:: INSTRUCCIÓN DE TRABAJO A ::
Transcriba sin modificación alguna las líneas del listado que van desde su comienzo hasta la línea que contiene "box: [15, 507, 352, 600]", ambas incluidas.

:: TEXTO DEL EJERCICIO ::
○ ○ ○ ○

Desde su llegada a la isla en forma masiva hace poco menos de una década, los italianos se han caracterizado por hacer cada día, de la puesta del sol, un ritual imprescindible, casi mágico, que debe verse y vivirse desde la playa; cualquier playa o kiosko sirve para ello, pero hay dos o tres que son los que concentran la mayor parte de los turistas transalpinos. El Big Sur en Illetes, el Blanco en Migjorn y también en Migjorn, el Vista y Sol 10.7. Y entonces se produce el caos de la fiesta interminable.

Si una persona quiere aprender rápido el italiano sólo tiene que ir a cualquiera de estos lugares a partir de las siete de la tarde; si alguien busca a un famoso de ese país, ahí lo encontrará. En estos días, este fin de semana concretamente, se alcanza el momento álgido de la italianización de Formentera, tanto es así que incluso los autóctonos o residentes fijos casi se sienten extranjeros en su propia tierra. La isla es.

○ ○ ○ ○

:: DATOS DE ENTRADA ::
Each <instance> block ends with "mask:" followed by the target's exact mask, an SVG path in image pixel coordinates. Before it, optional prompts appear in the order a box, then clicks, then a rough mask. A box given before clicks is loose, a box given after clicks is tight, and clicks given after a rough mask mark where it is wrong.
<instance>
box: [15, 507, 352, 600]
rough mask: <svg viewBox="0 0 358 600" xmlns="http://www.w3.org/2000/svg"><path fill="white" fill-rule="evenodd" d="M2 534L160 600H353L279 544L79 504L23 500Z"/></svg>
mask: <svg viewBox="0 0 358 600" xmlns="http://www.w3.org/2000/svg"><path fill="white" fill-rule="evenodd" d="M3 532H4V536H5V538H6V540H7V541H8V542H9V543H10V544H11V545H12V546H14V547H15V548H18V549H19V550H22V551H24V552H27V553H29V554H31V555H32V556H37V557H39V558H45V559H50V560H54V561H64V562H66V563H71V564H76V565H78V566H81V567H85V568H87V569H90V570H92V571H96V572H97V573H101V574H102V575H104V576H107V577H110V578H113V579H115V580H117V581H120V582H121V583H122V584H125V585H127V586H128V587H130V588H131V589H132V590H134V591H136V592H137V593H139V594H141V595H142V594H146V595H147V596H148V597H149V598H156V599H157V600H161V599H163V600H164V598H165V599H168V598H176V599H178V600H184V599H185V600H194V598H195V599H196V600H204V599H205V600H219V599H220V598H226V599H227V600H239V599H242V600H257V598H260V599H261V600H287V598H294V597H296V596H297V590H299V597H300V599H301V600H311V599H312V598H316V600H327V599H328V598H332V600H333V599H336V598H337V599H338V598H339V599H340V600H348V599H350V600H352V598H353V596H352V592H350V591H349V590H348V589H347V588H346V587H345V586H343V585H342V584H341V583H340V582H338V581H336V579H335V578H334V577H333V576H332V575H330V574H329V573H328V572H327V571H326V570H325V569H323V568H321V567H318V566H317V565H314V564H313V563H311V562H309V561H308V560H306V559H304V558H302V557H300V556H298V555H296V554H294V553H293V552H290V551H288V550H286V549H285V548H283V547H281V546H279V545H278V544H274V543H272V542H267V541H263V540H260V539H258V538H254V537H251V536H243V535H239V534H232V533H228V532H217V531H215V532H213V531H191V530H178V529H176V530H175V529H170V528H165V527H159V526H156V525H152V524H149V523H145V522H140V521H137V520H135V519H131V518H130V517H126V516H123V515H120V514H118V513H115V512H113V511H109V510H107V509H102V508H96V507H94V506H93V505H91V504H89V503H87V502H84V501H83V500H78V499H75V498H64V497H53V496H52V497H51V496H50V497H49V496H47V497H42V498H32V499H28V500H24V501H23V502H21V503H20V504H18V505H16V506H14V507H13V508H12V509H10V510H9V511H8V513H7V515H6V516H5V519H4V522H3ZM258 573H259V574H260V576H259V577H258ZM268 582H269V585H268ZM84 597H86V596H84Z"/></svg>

○ ○ ○ ○

:: INSTRUCCIÓN DE TRABAJO B ::
Extraiga literalmente del texto sobre Formentera el fragmento comprendido entre "Si una persona" y "La isla es.", ambos incluidos.

:: SOLUCIÓN PROPUESTA A ::
Each <instance> block ends with "mask:" followed by the target's exact mask, an SVG path in image pixel coordinates. Before it, optional prompts appear in the order a box, then clicks, then a rough mask. A box given before clicks is loose, a box given after clicks is tight, and clicks given after a rough mask mark where it is wrong.
<instance>
box: [15, 507, 352, 600]

:: SOLUCIÓN PROPUESTA B ::
Si una persona quiere aprender rápido el italiano sólo tiene que ir a cualquiera de estos lugares a partir de las siete de la tarde; si alguien busca a un famoso de ese país, ahí lo encontrará. En estos días, este fin de semana concretamente, se alcanza el momento álgido de la italianización de Formentera, tanto es así que incluso los autóctonos o residentes fijos casi se sienten extranjeros en su propia tierra. La isla es.